◆ **Activity**:
Report each line of the entries below that has the word "orange" in it.

>>>>

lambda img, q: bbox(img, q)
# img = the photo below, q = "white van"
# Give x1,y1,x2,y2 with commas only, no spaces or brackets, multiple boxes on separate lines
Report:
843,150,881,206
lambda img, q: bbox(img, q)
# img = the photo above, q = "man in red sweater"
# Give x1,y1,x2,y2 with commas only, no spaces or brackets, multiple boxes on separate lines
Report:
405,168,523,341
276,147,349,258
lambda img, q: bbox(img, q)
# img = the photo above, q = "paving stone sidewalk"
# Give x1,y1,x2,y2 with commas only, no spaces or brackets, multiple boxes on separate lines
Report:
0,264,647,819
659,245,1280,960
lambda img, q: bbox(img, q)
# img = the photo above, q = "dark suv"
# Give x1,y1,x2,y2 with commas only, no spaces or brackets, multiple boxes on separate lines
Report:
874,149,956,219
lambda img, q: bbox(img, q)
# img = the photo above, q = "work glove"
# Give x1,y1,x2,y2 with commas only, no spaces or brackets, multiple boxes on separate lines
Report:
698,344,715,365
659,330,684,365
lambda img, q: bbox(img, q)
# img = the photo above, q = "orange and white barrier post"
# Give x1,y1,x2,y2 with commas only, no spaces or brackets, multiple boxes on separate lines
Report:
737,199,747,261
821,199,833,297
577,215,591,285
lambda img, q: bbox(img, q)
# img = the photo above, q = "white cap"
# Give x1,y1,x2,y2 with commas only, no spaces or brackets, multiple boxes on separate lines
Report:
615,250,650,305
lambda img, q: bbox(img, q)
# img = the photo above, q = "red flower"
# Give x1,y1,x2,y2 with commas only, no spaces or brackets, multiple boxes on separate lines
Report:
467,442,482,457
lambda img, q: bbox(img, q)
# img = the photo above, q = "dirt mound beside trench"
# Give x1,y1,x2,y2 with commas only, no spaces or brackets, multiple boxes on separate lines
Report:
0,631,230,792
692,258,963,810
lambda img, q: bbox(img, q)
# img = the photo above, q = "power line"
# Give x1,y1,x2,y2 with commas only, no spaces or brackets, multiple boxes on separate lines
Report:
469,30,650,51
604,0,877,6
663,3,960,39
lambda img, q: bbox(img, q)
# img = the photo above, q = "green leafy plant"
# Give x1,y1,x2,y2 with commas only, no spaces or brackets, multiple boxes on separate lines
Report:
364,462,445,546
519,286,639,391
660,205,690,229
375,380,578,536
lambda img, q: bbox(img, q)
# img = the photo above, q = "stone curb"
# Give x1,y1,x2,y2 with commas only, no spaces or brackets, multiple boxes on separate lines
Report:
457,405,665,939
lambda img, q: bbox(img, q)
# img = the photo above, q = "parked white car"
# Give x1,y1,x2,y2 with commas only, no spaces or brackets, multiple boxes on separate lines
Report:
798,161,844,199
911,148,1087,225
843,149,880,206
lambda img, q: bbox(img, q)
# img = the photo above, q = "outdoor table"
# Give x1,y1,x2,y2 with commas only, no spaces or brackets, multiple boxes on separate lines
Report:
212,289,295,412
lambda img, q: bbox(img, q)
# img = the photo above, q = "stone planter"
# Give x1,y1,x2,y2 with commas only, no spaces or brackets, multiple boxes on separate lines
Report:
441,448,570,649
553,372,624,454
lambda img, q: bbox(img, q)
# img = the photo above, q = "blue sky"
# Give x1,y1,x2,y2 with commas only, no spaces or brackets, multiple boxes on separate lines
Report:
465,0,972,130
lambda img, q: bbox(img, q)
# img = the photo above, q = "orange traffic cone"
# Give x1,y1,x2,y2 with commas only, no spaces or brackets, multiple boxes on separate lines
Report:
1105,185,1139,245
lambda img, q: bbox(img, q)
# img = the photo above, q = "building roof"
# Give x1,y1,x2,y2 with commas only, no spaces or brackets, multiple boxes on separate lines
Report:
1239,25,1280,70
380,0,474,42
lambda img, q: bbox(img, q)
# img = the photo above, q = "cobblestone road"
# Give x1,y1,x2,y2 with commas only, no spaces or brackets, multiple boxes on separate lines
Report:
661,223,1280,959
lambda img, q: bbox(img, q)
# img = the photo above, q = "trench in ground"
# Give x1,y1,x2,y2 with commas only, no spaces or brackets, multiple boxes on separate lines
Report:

<<<<

◆ **Solved problem**:
# img = the photo above, q = "orange and white barrier post"
# img = the photo above, q = "orange traffic cone"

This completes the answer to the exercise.